(DIRECTIONS FOR THIS TASK) Extract each line of the items below that contains the word "after", and reproduce those lines in the order in which they appear.

(WORKING DATA)
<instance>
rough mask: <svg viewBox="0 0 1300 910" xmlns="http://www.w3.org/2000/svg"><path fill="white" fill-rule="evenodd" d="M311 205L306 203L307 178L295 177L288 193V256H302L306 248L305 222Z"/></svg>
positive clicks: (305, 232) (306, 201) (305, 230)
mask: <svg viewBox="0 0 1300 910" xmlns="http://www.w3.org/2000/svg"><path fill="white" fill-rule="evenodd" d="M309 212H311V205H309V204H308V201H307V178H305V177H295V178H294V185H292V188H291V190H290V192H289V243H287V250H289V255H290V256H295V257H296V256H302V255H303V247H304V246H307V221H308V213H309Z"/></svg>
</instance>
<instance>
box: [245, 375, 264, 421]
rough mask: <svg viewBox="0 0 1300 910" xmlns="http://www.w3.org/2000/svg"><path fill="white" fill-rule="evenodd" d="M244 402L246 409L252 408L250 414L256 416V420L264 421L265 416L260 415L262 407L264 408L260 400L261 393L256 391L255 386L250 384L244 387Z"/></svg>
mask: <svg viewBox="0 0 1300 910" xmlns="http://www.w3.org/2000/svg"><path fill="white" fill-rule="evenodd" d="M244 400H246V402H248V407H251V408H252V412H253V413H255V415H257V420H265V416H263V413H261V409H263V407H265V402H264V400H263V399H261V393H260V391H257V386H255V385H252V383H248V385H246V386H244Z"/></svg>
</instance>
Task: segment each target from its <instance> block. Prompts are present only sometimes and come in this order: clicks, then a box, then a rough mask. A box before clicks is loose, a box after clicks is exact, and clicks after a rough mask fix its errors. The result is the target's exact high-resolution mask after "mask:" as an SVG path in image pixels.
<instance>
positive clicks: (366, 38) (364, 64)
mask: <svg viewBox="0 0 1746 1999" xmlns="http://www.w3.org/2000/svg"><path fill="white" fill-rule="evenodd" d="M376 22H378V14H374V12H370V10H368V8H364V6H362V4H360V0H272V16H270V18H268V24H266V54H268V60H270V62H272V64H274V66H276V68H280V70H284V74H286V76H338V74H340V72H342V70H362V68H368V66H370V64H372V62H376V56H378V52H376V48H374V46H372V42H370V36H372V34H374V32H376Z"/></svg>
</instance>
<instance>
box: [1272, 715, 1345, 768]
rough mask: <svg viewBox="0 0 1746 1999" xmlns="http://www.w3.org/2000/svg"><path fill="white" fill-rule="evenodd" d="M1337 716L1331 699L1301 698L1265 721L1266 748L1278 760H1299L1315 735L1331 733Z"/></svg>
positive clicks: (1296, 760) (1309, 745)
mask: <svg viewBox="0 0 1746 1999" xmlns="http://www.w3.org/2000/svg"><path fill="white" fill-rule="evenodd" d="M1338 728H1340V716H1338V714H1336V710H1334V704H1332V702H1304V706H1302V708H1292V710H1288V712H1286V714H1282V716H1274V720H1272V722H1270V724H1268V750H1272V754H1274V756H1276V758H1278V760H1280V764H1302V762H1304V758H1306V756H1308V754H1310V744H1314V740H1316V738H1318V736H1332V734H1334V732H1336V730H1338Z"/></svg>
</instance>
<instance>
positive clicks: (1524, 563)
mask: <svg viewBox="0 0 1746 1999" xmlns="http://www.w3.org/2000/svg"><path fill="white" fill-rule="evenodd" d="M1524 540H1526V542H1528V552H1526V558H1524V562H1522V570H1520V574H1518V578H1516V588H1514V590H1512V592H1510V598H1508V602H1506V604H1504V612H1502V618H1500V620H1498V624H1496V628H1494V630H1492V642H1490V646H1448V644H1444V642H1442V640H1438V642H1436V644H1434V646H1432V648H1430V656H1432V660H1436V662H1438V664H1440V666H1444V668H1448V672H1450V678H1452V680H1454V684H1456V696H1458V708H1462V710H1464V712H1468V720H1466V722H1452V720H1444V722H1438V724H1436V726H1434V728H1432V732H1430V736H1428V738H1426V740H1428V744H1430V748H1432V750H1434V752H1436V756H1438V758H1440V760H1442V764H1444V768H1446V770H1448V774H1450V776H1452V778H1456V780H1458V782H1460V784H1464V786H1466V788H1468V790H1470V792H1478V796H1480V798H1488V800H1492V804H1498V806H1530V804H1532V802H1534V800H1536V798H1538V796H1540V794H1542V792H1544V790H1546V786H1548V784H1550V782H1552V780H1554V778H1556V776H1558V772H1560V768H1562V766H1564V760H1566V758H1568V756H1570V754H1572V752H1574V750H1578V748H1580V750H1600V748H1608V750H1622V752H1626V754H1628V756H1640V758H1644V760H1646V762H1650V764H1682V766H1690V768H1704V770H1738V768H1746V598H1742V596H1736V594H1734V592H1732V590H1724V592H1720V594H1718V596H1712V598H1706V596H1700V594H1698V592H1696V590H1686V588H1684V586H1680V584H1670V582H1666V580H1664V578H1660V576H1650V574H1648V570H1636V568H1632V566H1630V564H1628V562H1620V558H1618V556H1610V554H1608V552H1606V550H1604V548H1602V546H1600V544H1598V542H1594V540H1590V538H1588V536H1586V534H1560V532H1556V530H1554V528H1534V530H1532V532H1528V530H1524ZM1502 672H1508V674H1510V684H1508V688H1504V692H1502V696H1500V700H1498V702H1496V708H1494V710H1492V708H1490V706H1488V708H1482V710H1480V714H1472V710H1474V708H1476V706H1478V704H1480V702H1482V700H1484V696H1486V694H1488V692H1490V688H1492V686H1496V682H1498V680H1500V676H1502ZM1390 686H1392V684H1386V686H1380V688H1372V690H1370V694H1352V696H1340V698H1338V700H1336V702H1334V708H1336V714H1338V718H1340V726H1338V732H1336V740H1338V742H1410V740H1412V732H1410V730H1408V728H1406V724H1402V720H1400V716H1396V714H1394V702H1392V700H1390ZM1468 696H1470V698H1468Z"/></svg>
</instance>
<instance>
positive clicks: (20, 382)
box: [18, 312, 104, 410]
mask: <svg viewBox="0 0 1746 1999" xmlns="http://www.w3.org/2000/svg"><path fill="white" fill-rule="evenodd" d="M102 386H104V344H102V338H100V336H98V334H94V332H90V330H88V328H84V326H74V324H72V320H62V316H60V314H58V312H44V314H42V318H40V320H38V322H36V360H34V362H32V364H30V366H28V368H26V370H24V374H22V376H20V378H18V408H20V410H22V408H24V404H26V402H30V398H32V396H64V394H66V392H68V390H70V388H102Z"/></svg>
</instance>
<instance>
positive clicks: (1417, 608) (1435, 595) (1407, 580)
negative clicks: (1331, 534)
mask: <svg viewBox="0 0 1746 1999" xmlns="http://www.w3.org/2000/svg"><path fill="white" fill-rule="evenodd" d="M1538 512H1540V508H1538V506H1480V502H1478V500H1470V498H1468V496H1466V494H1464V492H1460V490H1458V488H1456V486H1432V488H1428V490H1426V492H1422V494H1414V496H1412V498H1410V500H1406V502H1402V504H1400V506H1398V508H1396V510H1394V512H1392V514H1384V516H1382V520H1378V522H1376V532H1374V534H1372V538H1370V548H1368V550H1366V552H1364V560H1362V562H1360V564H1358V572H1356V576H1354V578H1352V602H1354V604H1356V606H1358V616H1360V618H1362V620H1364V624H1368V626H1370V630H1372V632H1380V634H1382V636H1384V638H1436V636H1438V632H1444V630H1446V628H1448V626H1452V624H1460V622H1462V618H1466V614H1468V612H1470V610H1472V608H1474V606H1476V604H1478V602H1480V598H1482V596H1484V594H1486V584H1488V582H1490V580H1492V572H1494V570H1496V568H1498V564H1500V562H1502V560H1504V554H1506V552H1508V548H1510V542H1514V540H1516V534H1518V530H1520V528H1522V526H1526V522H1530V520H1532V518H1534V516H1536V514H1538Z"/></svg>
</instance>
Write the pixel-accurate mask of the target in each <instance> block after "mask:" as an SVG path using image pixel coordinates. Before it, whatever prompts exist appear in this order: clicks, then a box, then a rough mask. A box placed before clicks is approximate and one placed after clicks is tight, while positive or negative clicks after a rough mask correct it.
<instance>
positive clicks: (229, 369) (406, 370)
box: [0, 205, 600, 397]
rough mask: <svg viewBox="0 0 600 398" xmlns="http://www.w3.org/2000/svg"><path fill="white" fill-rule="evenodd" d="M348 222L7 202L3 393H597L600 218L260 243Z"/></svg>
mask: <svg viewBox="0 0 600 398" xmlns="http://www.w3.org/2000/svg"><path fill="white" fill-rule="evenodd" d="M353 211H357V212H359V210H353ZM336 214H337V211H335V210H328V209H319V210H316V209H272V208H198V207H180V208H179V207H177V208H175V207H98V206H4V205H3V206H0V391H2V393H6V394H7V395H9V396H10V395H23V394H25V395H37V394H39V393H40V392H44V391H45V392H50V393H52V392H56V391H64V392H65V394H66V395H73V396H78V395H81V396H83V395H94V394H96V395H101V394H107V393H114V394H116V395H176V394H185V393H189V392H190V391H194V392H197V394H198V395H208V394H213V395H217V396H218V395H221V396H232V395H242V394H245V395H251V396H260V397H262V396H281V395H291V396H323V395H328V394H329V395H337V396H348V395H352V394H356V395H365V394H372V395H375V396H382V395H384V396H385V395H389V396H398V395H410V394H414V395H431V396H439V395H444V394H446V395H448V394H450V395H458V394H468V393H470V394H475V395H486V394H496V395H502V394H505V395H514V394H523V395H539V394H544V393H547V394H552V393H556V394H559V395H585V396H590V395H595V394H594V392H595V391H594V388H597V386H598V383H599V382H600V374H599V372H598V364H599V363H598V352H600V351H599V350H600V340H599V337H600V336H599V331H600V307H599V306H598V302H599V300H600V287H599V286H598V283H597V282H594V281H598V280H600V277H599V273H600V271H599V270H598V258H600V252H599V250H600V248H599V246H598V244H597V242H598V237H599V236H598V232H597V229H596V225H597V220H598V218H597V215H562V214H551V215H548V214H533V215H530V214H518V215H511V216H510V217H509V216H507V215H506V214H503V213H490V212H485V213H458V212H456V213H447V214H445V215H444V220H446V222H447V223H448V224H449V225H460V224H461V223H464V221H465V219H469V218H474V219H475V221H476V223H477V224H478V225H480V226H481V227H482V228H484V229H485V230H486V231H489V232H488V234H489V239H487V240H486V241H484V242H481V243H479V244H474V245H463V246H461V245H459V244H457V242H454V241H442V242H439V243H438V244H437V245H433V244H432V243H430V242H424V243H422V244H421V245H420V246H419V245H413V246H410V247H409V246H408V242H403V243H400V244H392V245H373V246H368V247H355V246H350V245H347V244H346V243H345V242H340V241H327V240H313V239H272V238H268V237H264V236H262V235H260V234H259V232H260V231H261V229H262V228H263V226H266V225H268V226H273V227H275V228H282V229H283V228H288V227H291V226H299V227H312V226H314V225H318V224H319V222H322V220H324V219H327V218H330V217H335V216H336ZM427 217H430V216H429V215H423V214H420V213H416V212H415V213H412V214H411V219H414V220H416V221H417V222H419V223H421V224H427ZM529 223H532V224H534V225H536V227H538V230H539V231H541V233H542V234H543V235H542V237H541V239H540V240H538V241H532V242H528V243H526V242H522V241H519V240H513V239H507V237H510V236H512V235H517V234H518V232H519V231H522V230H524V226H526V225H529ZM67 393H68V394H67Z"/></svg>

(EXERCISE RESULT)
Task: segment each target from its <instance> block. Prompts are present only sometimes and come in this order: clicks, then a box, then a rough mask. A box before clicks is loose, a box after clicks is exact, and clicks after a rough mask fix its errors. The result is the target's exact high-resolution mask after "mask:" as an SVG path in image pixels.
Write the pixel-accurate mask of the target in each <instance> block after "mask:" as an SVG path using image pixel coordinates. Before it, whatever prompts exist appear in this order: clicks, then a box, then a rough mask. A box placed before clicks is approximate and one placed after clicks is tight, while positive or negative clicks after a rough mask correct it.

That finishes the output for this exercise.